◆ **Task objective**: Copy the data word for word, keeping every line.

◆ **Available data**:
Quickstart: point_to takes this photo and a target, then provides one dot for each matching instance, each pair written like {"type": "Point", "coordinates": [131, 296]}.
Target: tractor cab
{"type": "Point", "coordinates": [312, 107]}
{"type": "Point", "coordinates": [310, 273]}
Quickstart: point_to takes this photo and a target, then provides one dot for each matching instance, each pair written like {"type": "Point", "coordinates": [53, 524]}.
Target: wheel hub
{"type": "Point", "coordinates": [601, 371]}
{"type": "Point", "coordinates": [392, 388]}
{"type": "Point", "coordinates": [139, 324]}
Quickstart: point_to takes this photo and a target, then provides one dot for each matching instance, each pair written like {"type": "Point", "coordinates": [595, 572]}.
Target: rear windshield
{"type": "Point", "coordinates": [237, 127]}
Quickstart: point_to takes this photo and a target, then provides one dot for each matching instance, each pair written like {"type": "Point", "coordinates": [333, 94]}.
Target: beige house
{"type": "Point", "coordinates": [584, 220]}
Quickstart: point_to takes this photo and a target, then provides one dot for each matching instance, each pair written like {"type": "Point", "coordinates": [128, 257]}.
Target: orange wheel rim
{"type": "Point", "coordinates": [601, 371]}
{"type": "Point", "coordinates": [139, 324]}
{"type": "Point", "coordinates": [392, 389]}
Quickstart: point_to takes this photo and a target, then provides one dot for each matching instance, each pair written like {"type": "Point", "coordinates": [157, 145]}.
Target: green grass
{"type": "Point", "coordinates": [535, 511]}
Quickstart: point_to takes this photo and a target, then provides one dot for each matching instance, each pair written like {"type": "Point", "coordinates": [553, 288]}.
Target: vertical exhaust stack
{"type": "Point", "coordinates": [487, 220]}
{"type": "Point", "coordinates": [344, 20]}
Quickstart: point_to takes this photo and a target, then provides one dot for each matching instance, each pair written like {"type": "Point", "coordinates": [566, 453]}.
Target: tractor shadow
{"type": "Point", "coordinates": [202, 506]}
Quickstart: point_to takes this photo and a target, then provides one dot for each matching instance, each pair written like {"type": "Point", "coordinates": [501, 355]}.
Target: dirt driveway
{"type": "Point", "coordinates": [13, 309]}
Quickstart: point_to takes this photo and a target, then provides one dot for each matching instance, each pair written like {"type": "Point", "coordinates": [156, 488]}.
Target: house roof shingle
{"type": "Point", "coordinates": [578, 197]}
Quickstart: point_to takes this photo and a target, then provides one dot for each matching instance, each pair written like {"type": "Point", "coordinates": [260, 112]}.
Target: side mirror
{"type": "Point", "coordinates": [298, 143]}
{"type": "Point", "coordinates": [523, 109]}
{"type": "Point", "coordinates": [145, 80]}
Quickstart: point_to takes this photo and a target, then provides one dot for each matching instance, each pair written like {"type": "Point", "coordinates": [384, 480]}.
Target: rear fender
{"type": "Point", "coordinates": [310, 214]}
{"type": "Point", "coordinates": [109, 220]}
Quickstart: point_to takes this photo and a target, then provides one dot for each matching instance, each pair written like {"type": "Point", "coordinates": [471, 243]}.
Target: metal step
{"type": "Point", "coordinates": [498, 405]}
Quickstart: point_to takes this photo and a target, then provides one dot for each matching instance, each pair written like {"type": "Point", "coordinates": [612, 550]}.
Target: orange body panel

◆ **Task output**:
Quickstart: point_to takes this photo and a target, then provides one dot for each matching instance, each pair written like {"type": "Point", "coordinates": [131, 296]}.
Target: tractor cab
{"type": "Point", "coordinates": [312, 107]}
{"type": "Point", "coordinates": [310, 273]}
Quickstart: point_to takes this photo and a target, then provides one dot for each matching instance, each pair written like {"type": "Point", "coordinates": [53, 524]}.
Target: wheel hub
{"type": "Point", "coordinates": [601, 371]}
{"type": "Point", "coordinates": [392, 388]}
{"type": "Point", "coordinates": [139, 324]}
Quickstart: point_to takes this photo and a target, then provides one dot for each matching instance, each pair written like {"type": "Point", "coordinates": [595, 572]}.
Target: rear windshield
{"type": "Point", "coordinates": [237, 127]}
Quickstart: point_to takes this photo and a target, then provides one dot for each matching instance, each pair written like {"type": "Point", "coordinates": [333, 94]}.
Target: beige house
{"type": "Point", "coordinates": [584, 220]}
Quickstart: point_to takes this photo and a target, then provides one dot for each matching instance, each pair written like {"type": "Point", "coordinates": [128, 257]}.
Target: orange wheel rim
{"type": "Point", "coordinates": [601, 371]}
{"type": "Point", "coordinates": [139, 324]}
{"type": "Point", "coordinates": [392, 389]}
Quickstart: point_to takes this photo and a target, then provides one dot for each matching instance, each pair written like {"type": "Point", "coordinates": [157, 145]}.
Target: green grass
{"type": "Point", "coordinates": [535, 511]}
Quickstart: point_to takes this photo and a target, then provides one dot for each matching instance, each pair written like {"type": "Point", "coordinates": [553, 288]}.
Target: vertical exhaust stack
{"type": "Point", "coordinates": [487, 220]}
{"type": "Point", "coordinates": [344, 20]}
Quickstart: point_to takes this photo and a target, then provides one dot for each matching instance, each pair written like {"type": "Point", "coordinates": [566, 453]}.
Target: tractor shadow
{"type": "Point", "coordinates": [202, 506]}
Quickstart: point_to takes this photo and a target, then provides one dot for each matching instance, each pair written like {"type": "Point", "coordinates": [501, 355]}.
Target: dirt driveway
{"type": "Point", "coordinates": [13, 309]}
Quickstart: point_to takes this photo and a target, then provides one dot for each matching instance, each pair written like {"type": "Point", "coordinates": [156, 488]}.
Target: house roof shingle
{"type": "Point", "coordinates": [578, 197]}
Quickstart: point_to takes this photo and a target, then provides one dot for each matching instance, each pair written like {"type": "Point", "coordinates": [260, 112]}.
Target: side mirror
{"type": "Point", "coordinates": [298, 143]}
{"type": "Point", "coordinates": [523, 109]}
{"type": "Point", "coordinates": [145, 80]}
Quickstart: point_to takes this photo and a target, then provides one dot for each matching instance, each pair written like {"type": "Point", "coordinates": [384, 480]}.
Target: rear fender
{"type": "Point", "coordinates": [310, 214]}
{"type": "Point", "coordinates": [109, 220]}
Quickstart: point_to takes this photo and a target, then provides one dot for each matching instance, each pair written like {"type": "Point", "coordinates": [471, 243]}.
Target: metal step
{"type": "Point", "coordinates": [498, 405]}
Quickstart: point_to takes this photo and a target, then provides one dot for each matching instance, each pair written like {"type": "Point", "coordinates": [612, 550]}.
Target: orange body panel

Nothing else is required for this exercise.